Exercise instructions.
Extract the whole weather ETL pipeline guide, word for word.

Document section.
------------------------------------------------------------------------
DEV Community

Cover image for Complete Beginner's Guide: Building a Weather ETL Pipeline with PySpark
Navas Herbert
Navas Herbert

Posted on

Complete Beginner's Guide: Building a Weather ETL Pipeline with PySpark

Introduction

Welcome to the exciting world of data engineering! In this comprehensive tutorial, you'll learn how to build your first ETL (Extract, Transform, Load) pipeline using PySpark to fetch weather data from the OpenWeatherMap API and store it in a PostgreSQL database.

What is ETL?

  • Extract: Get data from a source (in our case, OpenWeatherMap API)
  • Transform: Clean, process, and structure the data
  • Load: Store the processed data in a destination (PostgreSQL database)

By the end of this tutorial, you'll have hands-on experience with:

  • Server management and SSH connections
  • Python virtual environments
  • PySpark for data processing
  • API integration
  • Database connections
  • Project organization best practices

Prerequisites

Before we begin, make sure you have:

  • Access to a Linux server (cloud instance or local machine)
  • Basic knowledge of command line operations
  • A free OpenWeatherMap API account (OpenWeatherMap )
------------------------------------------------------------------------
Data provided.
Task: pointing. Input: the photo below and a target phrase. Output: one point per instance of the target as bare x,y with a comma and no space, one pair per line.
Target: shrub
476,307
------------------------------------------------------------------------
Final answer.
DEV Community

Cover image for Complete Beginner's Guide: Building a Weather ETL Pipeline with PySpark
Navas Herbert
Navas Herbert

Posted on

Complete Beginner's Guide: Building a Weather ETL Pipeline with PySpark

Introduction

Welcome to the exciting world of data engineering! In this comprehensive tutorial, you'll learn how to build your first ETL (Extract, Transform, Load) pipeline using PySpark to fetch weather data from the OpenWeatherMap API and store it in a PostgreSQL database.

What is ETL?

  • Extract: Get data from a source (in our case, OpenWeatherMap API)
  • Transform: Clean, process, and structure the data
  • Load: Store the processed data in a destination (PostgreSQL database)

By the end of this tutorial, you'll have hands-on experience with:

  • Server management and SSH connections
  • Python virtual environments
  • PySpark for data processing
  • API integration
  • Database connections
  • Project organization best practices

Prerequisites

Before we begin, make sure you have:

  • Access to a Linux server (cloud instance or local machine)
  • Basic knowledge of command line operations
  • A free OpenWeatherMap API account (OpenWeatherMap )